▸ Work request: Return the following from the records below: each line, word for word, starting with the line that contains "Where can the black fireplace screen" and going on through the line that contains "Where can the white baluster", with nothing outside that range.

▸ Source material:

_ _ _ _ _

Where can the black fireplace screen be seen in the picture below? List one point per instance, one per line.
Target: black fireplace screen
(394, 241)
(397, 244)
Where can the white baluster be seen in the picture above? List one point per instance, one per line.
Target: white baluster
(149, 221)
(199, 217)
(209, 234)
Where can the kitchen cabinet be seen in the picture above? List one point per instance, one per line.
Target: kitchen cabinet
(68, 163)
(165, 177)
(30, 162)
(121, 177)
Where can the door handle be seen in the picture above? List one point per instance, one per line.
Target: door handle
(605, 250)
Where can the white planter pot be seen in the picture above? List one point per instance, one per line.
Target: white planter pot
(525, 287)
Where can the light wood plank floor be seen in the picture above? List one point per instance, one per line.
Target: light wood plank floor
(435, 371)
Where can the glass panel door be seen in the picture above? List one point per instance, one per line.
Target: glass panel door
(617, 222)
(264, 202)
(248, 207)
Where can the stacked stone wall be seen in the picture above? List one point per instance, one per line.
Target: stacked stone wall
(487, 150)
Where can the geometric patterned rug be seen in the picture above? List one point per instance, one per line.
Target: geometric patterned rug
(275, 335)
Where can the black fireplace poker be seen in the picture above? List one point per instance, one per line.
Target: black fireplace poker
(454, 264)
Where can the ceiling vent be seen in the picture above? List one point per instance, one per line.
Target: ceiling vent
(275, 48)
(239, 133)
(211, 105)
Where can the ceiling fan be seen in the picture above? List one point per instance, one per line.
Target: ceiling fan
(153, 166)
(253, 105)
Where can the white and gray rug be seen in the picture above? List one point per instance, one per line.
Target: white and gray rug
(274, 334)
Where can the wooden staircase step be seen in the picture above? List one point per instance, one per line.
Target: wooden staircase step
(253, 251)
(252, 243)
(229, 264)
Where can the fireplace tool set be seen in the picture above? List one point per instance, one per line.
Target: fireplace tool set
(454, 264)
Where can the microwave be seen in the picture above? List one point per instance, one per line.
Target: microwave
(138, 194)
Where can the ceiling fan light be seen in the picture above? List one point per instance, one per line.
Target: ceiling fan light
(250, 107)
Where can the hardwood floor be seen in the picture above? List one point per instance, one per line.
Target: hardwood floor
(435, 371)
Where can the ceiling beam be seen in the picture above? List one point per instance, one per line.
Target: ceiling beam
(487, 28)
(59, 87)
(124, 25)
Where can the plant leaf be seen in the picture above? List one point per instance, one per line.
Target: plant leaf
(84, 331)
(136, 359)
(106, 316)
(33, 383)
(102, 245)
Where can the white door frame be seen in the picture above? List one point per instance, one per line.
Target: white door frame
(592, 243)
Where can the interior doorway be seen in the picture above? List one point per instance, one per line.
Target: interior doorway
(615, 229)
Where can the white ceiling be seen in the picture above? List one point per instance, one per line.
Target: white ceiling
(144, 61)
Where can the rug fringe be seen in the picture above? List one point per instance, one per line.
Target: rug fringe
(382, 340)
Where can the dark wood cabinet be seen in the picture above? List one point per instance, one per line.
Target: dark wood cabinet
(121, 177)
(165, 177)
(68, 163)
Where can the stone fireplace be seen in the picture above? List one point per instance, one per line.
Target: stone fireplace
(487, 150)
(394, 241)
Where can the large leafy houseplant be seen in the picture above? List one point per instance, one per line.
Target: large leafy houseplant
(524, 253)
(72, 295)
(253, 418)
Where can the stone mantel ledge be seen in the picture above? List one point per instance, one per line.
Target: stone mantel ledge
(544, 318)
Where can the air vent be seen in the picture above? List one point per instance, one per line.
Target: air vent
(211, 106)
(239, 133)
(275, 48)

_ _ _ _ _

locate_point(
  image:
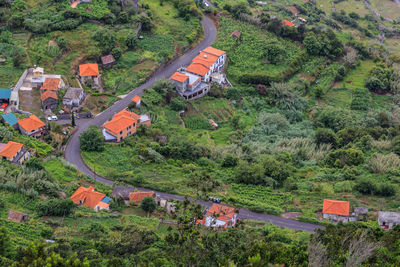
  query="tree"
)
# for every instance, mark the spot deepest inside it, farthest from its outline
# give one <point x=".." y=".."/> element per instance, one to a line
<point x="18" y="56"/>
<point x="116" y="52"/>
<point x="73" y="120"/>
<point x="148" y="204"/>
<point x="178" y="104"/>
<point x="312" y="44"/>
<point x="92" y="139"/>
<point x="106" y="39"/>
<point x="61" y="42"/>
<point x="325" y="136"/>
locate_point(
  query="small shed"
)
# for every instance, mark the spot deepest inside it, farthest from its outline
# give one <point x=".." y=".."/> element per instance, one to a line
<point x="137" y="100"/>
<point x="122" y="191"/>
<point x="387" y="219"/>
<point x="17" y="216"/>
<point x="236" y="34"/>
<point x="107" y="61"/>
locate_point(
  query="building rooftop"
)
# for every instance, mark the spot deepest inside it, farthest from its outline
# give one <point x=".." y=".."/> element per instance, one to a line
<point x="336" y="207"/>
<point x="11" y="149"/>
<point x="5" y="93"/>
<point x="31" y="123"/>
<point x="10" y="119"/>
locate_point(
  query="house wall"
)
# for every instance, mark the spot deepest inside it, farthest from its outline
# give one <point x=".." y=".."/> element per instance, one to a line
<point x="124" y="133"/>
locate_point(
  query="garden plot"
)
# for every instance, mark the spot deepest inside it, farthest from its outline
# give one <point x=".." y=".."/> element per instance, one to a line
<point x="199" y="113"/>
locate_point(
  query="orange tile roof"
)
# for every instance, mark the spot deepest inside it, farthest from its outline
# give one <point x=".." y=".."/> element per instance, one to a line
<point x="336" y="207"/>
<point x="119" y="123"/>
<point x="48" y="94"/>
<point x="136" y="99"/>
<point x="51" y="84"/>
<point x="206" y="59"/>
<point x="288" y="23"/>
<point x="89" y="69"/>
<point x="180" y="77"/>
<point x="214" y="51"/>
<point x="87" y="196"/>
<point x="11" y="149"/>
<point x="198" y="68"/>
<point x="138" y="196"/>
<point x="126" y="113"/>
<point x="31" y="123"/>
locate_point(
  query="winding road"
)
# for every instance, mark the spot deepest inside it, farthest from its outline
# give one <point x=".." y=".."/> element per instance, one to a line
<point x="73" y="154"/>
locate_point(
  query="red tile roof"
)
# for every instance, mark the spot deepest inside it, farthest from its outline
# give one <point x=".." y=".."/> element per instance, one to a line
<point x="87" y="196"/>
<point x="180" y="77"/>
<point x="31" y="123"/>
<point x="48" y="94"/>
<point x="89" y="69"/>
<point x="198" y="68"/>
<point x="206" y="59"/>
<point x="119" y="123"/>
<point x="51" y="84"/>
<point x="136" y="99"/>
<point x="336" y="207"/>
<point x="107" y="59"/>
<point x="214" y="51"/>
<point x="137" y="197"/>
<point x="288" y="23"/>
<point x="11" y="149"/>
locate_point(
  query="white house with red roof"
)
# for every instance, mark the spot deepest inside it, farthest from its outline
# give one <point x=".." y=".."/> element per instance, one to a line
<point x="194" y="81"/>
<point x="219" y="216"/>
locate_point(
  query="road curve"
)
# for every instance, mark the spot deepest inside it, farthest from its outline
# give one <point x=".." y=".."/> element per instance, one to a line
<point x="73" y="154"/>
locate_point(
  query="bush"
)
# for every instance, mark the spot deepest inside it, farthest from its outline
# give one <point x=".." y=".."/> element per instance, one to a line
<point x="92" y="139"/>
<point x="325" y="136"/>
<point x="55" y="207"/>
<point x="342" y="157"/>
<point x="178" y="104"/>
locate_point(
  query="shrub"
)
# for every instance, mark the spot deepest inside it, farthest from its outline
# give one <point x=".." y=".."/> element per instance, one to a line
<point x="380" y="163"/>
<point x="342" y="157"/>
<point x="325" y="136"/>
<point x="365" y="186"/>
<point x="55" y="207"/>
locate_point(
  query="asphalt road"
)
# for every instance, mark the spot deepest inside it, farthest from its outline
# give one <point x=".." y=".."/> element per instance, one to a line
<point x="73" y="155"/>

_ _ _ _ _

▸ Solution below:
Where can the black fireplace screen be seen in the picture below? List one point per instance, one per line.
Target: black fireplace screen
(394, 241)
(397, 244)
Where can the white baluster be seen in the picture above? List one point per instance, one per line.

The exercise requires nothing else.